WRITTEN TASK:
Report every line of the data below that contains the word "window".

==*==

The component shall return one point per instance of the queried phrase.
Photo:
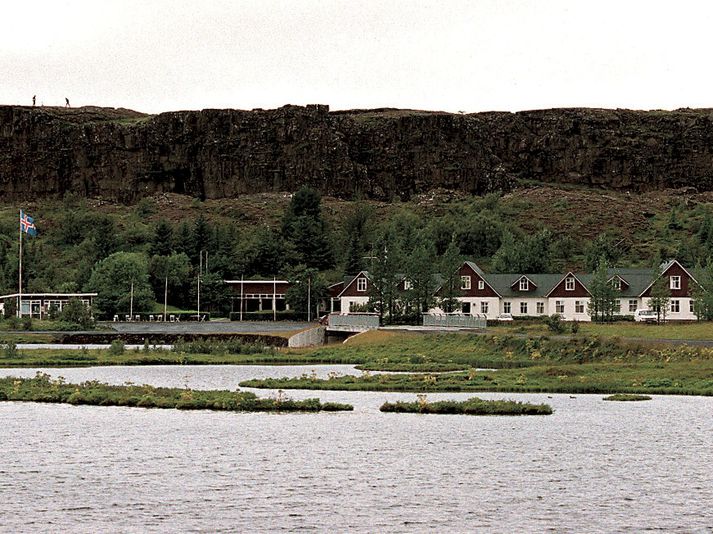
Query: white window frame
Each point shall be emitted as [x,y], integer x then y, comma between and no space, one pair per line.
[361,284]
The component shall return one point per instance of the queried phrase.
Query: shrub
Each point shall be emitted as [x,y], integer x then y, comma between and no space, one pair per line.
[554,323]
[116,348]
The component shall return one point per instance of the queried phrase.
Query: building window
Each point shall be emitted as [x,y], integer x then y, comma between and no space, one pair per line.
[361,284]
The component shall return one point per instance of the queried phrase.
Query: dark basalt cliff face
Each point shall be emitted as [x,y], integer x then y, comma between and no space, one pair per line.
[124,155]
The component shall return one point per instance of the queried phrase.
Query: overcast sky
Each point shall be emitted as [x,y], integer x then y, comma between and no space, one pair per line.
[474,55]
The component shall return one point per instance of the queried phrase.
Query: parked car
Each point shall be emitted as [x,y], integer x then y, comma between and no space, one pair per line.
[645,316]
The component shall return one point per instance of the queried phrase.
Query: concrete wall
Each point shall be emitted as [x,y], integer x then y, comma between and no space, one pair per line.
[308,338]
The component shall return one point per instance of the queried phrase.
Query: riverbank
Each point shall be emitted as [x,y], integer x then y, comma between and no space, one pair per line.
[42,388]
[472,406]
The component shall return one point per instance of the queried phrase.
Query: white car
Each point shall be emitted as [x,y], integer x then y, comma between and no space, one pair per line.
[645,316]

==*==

RESPONSE:
Query: white window frame
Query: building window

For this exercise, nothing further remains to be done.